WHAT THE TASK ASKS: Please copy out each line of the entries in which "help" appears.

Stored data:
+++
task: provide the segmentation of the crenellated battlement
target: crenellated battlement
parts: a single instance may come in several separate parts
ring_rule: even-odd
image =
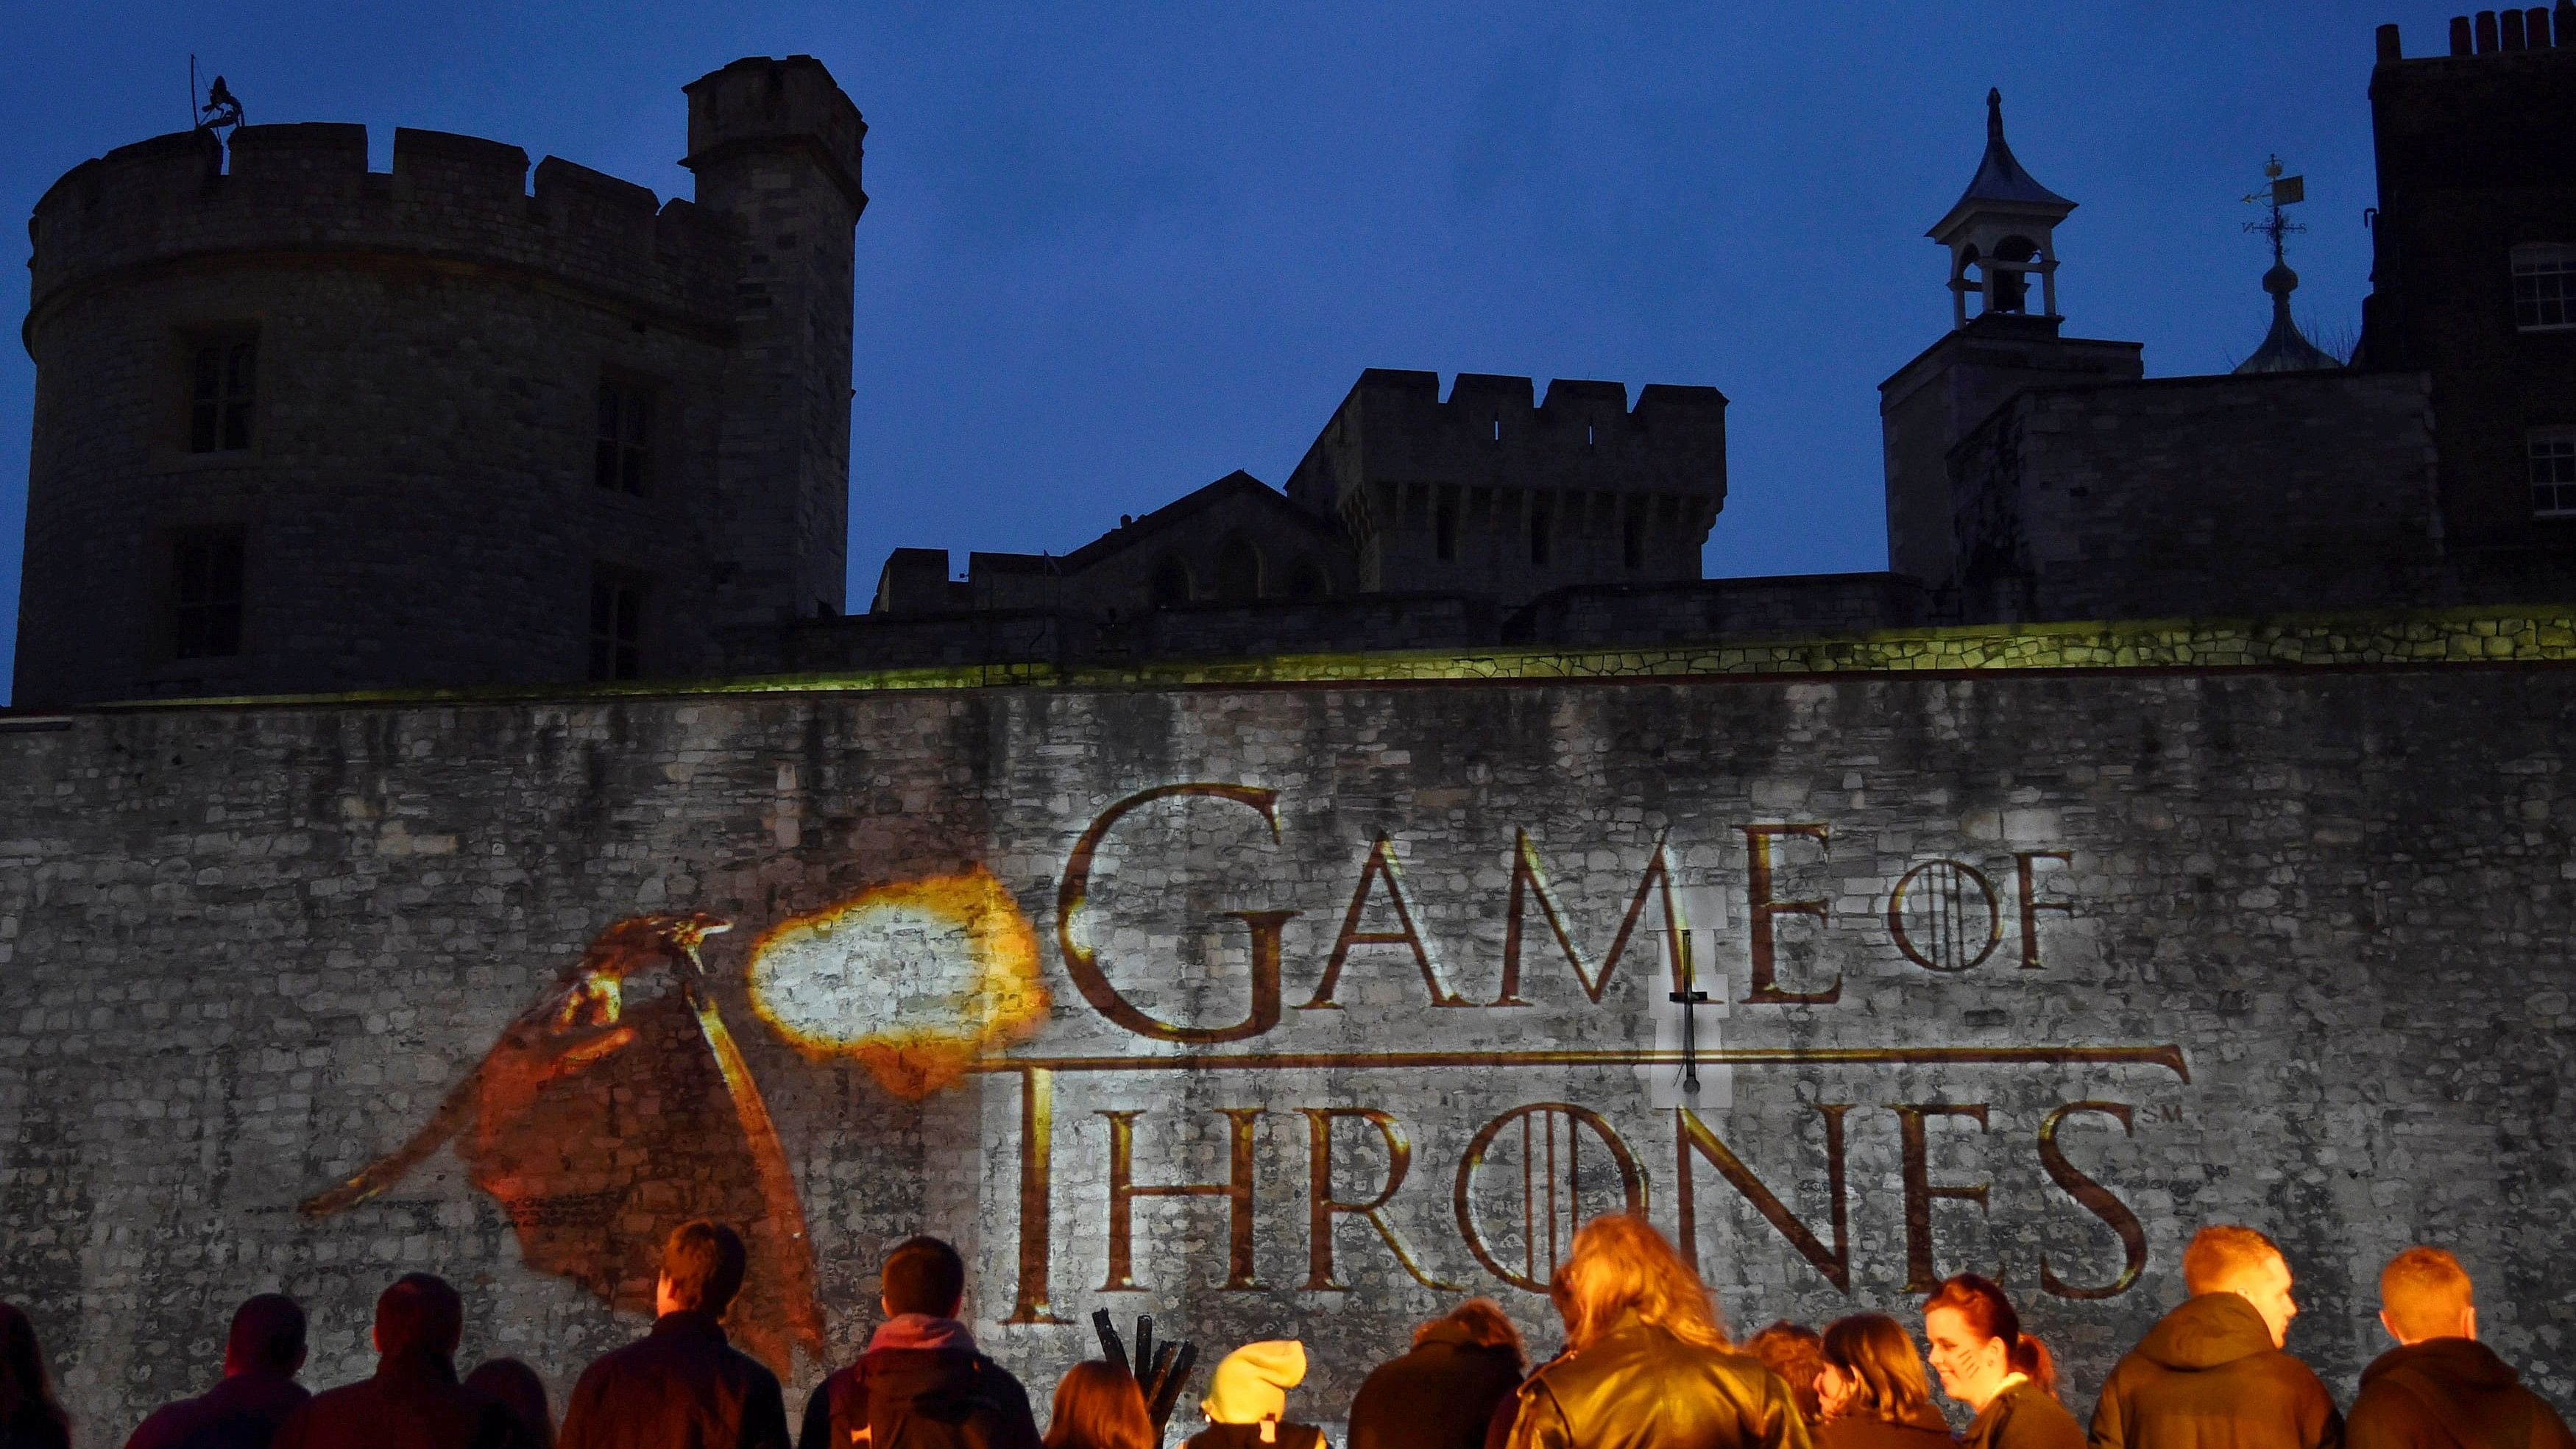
+++
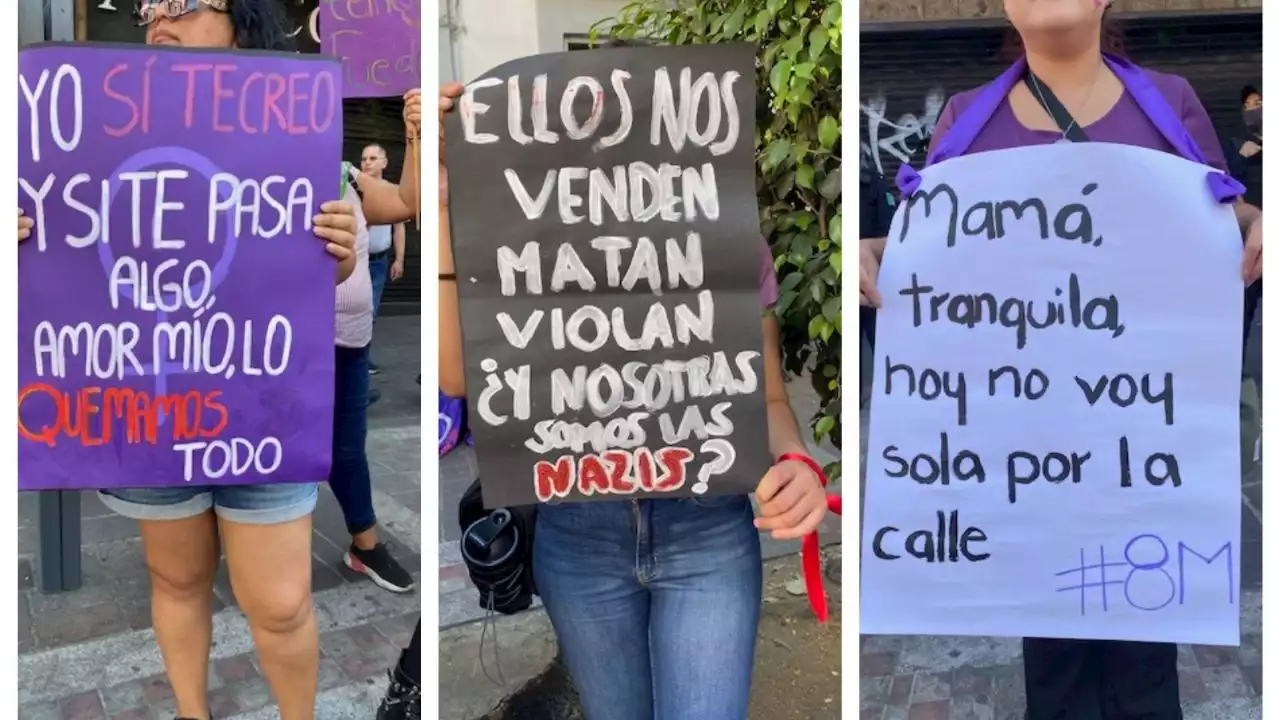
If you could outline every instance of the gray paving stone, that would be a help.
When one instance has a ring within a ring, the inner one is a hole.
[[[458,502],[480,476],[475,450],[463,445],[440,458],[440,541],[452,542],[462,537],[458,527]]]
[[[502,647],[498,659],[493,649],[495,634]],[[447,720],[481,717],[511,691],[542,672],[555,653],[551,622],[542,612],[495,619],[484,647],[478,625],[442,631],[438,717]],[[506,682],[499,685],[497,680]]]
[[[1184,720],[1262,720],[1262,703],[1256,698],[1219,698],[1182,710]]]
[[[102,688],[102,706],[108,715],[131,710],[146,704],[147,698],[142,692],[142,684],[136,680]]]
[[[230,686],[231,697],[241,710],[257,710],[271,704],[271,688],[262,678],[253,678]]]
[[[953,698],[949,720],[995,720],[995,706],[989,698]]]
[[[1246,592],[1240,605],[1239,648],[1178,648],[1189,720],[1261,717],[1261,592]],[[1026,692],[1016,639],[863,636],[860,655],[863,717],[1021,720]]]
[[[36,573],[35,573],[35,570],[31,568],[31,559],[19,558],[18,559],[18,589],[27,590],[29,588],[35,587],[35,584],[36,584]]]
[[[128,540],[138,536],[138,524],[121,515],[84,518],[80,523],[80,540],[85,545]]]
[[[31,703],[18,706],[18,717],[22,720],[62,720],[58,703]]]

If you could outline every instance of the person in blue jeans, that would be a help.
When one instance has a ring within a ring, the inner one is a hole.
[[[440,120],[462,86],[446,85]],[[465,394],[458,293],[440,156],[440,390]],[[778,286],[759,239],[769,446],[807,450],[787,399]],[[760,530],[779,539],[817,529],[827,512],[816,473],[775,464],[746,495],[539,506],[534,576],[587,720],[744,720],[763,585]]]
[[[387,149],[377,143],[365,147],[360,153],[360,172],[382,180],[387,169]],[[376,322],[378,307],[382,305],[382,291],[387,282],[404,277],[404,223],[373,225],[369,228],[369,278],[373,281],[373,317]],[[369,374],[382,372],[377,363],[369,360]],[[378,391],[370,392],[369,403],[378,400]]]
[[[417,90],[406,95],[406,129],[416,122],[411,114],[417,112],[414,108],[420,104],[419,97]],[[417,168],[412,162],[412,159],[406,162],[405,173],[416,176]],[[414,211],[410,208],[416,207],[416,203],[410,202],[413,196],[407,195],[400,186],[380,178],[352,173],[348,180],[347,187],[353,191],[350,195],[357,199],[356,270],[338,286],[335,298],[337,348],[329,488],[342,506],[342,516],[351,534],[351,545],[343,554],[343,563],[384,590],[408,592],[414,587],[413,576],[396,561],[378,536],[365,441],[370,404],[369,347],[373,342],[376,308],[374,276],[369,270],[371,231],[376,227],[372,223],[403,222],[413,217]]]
+++
YOUR RESPONSE:
If you could outline every instance of the gray paving stone, that would be a help.
If you could outline every instance of the person in blue jeans, that would be a help.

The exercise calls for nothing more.